▶ _Job_
Transcribe the material below exactly as it appears.
--- Dataset content ---
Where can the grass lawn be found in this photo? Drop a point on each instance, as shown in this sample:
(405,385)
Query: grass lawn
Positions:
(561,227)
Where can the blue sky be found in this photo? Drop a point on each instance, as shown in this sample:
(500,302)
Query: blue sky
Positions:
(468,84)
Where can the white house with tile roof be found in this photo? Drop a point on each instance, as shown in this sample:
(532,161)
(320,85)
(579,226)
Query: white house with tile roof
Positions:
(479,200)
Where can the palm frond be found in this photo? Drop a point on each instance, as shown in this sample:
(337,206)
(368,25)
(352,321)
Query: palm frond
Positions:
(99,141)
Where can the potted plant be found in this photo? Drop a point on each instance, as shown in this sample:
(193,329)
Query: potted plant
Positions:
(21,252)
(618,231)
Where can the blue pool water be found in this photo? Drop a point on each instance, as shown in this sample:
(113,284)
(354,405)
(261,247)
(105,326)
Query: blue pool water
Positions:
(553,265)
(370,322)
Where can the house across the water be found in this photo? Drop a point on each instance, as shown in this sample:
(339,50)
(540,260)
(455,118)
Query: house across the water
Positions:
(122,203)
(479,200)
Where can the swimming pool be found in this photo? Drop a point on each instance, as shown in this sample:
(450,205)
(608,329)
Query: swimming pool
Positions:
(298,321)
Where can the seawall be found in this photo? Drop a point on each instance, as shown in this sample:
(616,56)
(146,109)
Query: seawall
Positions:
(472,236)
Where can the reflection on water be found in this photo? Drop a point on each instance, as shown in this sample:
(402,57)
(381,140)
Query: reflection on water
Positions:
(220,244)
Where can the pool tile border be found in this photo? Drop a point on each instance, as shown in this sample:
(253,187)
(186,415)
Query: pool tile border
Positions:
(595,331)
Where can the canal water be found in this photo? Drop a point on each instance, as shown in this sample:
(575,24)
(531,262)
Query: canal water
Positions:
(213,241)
---
▶ _Complete response_
Where can the grass lawn be found in this photo? Drop a point on each instance, as shown in this sample:
(405,385)
Query: grass lawn
Positions:
(561,227)
Where can the blue sky be found in this photo? Drop a point on each instance, as shown in this sample:
(500,302)
Query: blue sky
Positions:
(468,84)
Where can the white house with tile roof be found in this photo? Drop a point on each instance, as shown in this sample:
(532,161)
(320,85)
(579,226)
Query: white house with tile roof
Positions:
(479,200)
Where can the palm frond be found in this photo? Drop a point on each instance, as shown in this sample:
(337,206)
(368,25)
(352,321)
Query: palm frond
Positions:
(99,141)
Where can the potted plant be found in this photo? Drop a point on each instance, as shown in this sample:
(193,329)
Query: potted plant
Positions:
(21,252)
(618,231)
Where can the blue pool water be found in this photo? Drop a point on each instance, as shown in this sample:
(113,284)
(354,405)
(261,247)
(105,326)
Query: blue pool water
Positions:
(553,265)
(370,322)
Where can the house across the water be found in this photo? Drop a point on each instance, as shown in this sample:
(339,50)
(540,260)
(455,118)
Query: house across the water
Positions:
(122,203)
(479,200)
Where can the swimming pool be found in this photo? Drop a point on each instance, as shown in this sample:
(450,205)
(608,329)
Query: swimming pool
Positions:
(298,321)
Where can the seawall be found in this photo? Drop a point on each instance, as shown in this sample:
(616,56)
(146,109)
Query: seawall
Positions:
(472,236)
Where can the reflection on water be found in this photo? Drop a point on each instance, as shown in this sample:
(402,57)
(381,140)
Query: reflection on water
Positions:
(220,244)
Where can the pool tile border be found in this photo? Drop a point on each instance, as shown in this sample:
(253,187)
(186,415)
Query: pool tile border
Positions:
(595,331)
Where can the canal water be found in this photo? Drop a point on each instance, as shown in this sample:
(575,24)
(531,262)
Query: canal water
Positions:
(213,241)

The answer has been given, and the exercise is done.